*Instructions to follow*. Each entry below needs to be reproduced exactly as given.

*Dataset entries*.
=== Section Start ===

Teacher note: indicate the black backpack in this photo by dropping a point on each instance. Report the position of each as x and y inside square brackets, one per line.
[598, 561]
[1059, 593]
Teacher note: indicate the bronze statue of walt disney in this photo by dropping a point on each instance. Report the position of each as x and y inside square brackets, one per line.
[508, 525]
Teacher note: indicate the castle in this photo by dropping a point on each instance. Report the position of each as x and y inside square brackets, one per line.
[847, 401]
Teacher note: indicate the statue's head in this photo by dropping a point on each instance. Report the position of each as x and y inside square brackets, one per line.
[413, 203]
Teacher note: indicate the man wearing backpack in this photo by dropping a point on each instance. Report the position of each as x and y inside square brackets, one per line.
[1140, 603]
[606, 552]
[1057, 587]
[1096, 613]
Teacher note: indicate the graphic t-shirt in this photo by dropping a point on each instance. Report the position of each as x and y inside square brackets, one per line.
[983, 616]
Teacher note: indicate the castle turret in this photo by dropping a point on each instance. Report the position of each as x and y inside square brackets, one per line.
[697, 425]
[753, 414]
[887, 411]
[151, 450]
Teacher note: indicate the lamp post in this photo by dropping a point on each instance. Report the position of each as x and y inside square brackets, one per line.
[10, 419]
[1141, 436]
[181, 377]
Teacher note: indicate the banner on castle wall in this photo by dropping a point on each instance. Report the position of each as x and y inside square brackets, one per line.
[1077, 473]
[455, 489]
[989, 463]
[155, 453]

=== Section End ===

*Solution*.
Teacher note: indicate the black backpack in this photo by dropping a point on each instance. Report the position of each as x and y inside square brackets, one per line.
[598, 561]
[1059, 593]
Teacher note: indicate the bronze statue of walt disney in this photo by dropping a point on each instance. Report the position of each as x and y inside square brackets, one per line.
[508, 525]
Teacher note: indicate the castle in this photo by dropping a point on each instance. Report the position of each as x and y inside square brackets, one per line.
[847, 401]
Teacher note: indicate the statue's head in this photo by dropping a point on each instance. Report the position of each as x and y inside square brackets, one per line.
[413, 203]
Teacher note: indicate the man wearing backpack in this photo by dropping a point on each instance. Report the position of each as x and y inside square brackets, one per line.
[1140, 603]
[606, 552]
[1057, 587]
[1096, 613]
Teacher note: indicate the graphic t-shirt in this photo by dropping a point on each instance. Report the position of each as x and y inside square brackets, one per line.
[983, 616]
Teacher note: indicate the castle turret in this photo by dropping a point on each instance. Report the position of each as x and y inside square brackets, one per line.
[697, 425]
[753, 414]
[887, 411]
[151, 450]
Teacher note: indicate the lamp post in this photo by dropping a point on each instance. Report the position of each as x and y inside square brackets, one per line.
[10, 419]
[1141, 436]
[181, 377]
Teacher note: indicate the banner on castle wall in this photo by dropping a point on each instance. Report the position of each as x and y inside square brackets, one per line.
[1077, 473]
[455, 489]
[989, 463]
[155, 453]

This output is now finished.